Exercise set ->
[1] Summarize the article on entering or leaving a market in two sentences.
[2] In the entries, rewrite the lines from the one holding "Quality check round. The original labels for white dress" through the end of the entries, inclusive, with "flagged" replaced by "rejected" and nothing else changed.

Selected excerpt ->
----------
Should You Stay or Should You Go? What’s the ‘Right’ Decision on Entering or Leaving a Market?

February 23, 2010
Authors
  • Aron Cramer portrait

    Aron Cramer

    President and CEO, BSR

  • Dunstan Allison-Hope portrait

    Dunstan Allison-Hope

    Senior Advisor, BSR

Google’s recent announcement to reconsider its business in China has won considerable praise from organizations concerned about the country’s human rights record. This approval stands in stark contrast to the condemnation the company received when first entering the country in 2006. The Financial Times cartoonist Ingram Pinn captured these contrasting perspectives perfectly, depicting Google as the speech-suppressing “Great Firewall of China” in 2006, then casting the company as the lone protestor stopping the tanks in their tracks in 2010.

Google is not alone in being praised for exiting a market on human rights grounds. In the 1980s, many companies agreed to divest from apartheid-era South Africa, and today there is a high-profile campaign to encourage companies such as Chevron and Total to follow the lead of Pepsi, which left Burma in 1997 based on human rights concerns.

It will be some time before we know whether Google’s approach has a positive or negative impact on freedom of expression, and, of course China, South Africa, and Burma are three very different places. But the company’s decision to cite human rights as a reason for potentially leaving China raises much broader ethical questions about the role of human rights in corporate decisions to enter or exit a market.
----------
The records ->
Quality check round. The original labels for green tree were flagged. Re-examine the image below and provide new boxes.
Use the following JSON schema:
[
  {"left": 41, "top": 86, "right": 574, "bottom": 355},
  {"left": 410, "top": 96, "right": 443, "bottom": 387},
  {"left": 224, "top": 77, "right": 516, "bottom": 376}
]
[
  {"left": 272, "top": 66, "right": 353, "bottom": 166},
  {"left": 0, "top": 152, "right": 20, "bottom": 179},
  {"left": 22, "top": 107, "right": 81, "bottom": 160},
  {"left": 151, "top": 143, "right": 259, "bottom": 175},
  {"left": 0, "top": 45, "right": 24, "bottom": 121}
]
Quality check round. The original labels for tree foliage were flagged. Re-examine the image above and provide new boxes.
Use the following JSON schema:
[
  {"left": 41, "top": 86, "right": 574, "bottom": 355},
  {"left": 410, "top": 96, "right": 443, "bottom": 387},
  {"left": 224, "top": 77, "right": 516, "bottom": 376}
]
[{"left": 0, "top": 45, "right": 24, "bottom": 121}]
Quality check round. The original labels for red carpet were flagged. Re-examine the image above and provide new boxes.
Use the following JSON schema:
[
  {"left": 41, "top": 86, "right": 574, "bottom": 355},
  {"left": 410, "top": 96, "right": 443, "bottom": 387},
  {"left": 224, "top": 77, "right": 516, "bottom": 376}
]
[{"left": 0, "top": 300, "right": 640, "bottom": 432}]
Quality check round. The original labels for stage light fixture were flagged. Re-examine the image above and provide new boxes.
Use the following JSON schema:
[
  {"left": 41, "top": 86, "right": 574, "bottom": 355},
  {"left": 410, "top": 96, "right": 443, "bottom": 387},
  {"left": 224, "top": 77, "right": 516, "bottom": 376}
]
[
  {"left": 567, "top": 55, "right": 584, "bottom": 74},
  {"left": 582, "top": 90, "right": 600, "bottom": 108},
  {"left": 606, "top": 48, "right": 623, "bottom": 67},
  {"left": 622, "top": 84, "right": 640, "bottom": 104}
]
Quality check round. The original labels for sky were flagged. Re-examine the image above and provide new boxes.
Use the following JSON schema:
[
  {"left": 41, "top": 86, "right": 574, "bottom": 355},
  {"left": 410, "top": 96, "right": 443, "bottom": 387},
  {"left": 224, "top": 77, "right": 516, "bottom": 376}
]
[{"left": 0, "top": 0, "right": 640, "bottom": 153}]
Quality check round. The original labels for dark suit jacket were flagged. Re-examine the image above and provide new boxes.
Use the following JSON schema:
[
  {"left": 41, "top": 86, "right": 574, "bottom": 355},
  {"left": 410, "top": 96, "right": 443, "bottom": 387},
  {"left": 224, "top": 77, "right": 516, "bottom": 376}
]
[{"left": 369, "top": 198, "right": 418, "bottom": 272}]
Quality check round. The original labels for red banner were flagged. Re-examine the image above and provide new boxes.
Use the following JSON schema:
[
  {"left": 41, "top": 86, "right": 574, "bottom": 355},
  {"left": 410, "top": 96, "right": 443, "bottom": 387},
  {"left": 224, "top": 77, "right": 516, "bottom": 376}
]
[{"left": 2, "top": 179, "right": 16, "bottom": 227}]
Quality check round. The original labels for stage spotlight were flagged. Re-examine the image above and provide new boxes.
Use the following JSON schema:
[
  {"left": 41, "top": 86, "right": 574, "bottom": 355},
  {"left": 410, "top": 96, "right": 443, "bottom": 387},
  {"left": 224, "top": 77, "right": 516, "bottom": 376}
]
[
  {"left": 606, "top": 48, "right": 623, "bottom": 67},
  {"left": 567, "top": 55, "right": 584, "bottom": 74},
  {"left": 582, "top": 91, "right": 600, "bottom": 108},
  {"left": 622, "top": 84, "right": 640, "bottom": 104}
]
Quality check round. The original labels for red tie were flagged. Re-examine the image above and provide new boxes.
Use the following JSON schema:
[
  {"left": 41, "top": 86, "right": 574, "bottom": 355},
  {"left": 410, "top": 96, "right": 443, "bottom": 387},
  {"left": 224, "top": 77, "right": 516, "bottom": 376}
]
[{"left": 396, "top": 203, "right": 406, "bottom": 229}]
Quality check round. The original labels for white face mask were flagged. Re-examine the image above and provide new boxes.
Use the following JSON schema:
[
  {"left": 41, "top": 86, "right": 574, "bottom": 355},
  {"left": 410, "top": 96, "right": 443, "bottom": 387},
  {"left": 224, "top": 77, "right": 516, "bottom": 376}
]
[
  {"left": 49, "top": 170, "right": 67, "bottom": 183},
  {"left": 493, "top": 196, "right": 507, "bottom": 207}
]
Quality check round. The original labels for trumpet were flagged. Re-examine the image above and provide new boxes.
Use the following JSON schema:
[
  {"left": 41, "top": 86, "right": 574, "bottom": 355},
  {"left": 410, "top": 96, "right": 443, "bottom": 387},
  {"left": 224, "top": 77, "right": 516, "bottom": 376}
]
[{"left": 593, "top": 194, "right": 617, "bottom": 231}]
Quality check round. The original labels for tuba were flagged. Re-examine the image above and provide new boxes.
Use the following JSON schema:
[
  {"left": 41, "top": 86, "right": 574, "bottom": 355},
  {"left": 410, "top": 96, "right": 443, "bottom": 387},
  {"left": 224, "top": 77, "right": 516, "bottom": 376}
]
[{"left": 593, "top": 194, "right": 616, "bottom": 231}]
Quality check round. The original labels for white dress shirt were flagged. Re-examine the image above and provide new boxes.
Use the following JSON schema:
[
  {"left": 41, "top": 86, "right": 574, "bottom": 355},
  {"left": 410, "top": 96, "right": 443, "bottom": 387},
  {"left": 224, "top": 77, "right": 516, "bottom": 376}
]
----------
Answers for the tasks ->
[1] Google's announcement that it would reconsider its business in China has been praised by organizations concerned about the country's human rights record, in contrast to the condemnation the company received when it entered China in 2006. Google is not alone in being praised for leaving a market on human rights grounds, and its decision raises broader ethical questions about the role of human rights in corporate decisions to enter or exit a market.

[2]
Quality check round. The original labels for white dress shirt were rejected. Re-examine the image above and provide new boxes.
Use the following JSON schema:
[
  {"left": 41, "top": 86, "right": 574, "bottom": 355},
  {"left": 410, "top": 96, "right": 443, "bottom": 387},
  {"left": 224, "top": 77, "right": 516, "bottom": 376}
]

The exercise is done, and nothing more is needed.